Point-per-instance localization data
Start of Block

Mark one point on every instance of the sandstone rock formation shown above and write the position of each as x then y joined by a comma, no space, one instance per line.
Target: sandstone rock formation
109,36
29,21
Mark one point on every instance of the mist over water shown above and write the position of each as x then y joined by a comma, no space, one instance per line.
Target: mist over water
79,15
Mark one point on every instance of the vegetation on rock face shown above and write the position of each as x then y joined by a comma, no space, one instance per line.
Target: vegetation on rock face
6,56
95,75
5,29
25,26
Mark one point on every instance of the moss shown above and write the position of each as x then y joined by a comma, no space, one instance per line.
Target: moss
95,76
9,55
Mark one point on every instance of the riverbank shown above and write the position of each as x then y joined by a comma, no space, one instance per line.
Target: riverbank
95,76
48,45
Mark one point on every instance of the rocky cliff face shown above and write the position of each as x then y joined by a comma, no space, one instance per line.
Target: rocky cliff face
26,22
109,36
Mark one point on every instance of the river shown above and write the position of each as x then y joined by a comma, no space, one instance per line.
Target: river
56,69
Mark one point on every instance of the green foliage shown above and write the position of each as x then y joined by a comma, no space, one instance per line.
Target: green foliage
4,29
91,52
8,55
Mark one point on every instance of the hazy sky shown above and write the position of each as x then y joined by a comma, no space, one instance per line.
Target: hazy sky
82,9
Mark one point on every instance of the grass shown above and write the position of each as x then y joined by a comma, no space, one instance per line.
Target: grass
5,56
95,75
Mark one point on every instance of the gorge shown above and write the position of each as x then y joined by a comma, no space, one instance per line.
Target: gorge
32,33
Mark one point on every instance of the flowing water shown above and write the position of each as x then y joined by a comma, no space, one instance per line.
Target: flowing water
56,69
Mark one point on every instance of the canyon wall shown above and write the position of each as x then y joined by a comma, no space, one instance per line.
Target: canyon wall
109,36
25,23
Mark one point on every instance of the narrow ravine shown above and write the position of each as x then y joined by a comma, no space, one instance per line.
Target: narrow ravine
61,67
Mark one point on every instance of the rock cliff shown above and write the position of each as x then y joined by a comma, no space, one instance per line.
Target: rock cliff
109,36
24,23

End of Block

▸ **EXERCISE PROMPT**: Reproduce all the records shown above, unchanged.

▸ **RESPONSE FOR THIS EXERCISE**:
Mark one point on every instance of the sandstone rock formation shown above and write the position of each as x then y joined by a comma, no space, one instance per line.
Target: sandstone rock formation
109,36
29,21
Mark one point on every instance of the mist over water shown above and write the position of each as x then y joined by a comma, no space, one instance per line.
Target: mist over water
79,15
Mark one point on every instance of the vegetation on rock face shown above and write the position of each as x then y joined by a comma, no space, one instance per line.
Target: vegetation on rock face
6,56
95,75
5,29
25,26
Mark one point on every instance of the moss shown above and write the position of each as x then y joined by a comma, no space, one instance per line.
Target: moss
95,76
9,55
Mark one point on every instance of the riverbank shown above and write the position of each as x then y joined by a comma, no space, one instance per line.
Target: riverbank
95,76
48,45
Mark one point on every instance of the rocky cliff face shown above and write the position of each as x then y joined by a comma, no space, one instance per line.
Target: rocky cliff face
26,22
109,36
Mark one point on every instance of the river shown above and write the position of each as x then y joined by a comma, no space, one instance per line.
Target: river
56,69
Mark one point on every instance of the green foliage shown above and write the position of each as x then y joined by a comma, no space, one instance per line.
Target: green foliage
4,29
91,52
8,55
Mark one point on every instance of the hazy sky shown above and write the position of each as x then y joined by a comma, no space, one instance per line.
Target: hazy sky
82,9
Mark one point on every instance of the grass shown above and write the position of each as x then y joined by a comma, no space, one instance per line.
Target: grass
5,56
95,75
Mark one point on every instance of the gorge shown above and write the position of each as x then y joined by a comma, no space, one instance per line.
Target: gorge
32,33
Mark one point on every instance of the flowing water shown above and write the position of each as x then y joined by a comma, no space, one instance per line.
Target: flowing water
56,69
Mark one point on every instance of the canyon wall shown above and write the position of each as x then y joined by a comma, no space, one instance per line.
Target: canyon wall
109,36
25,23
Mark one point on every instance of the narrow ravine shown above and write the position of each as x then y joined by a comma, no space, one instance per line.
Target: narrow ravine
61,67
Mark one point on every instance of the rock cliff shown above and write the position of each as x then y joined by a comma, no space, one instance per line.
Target: rock cliff
109,36
24,23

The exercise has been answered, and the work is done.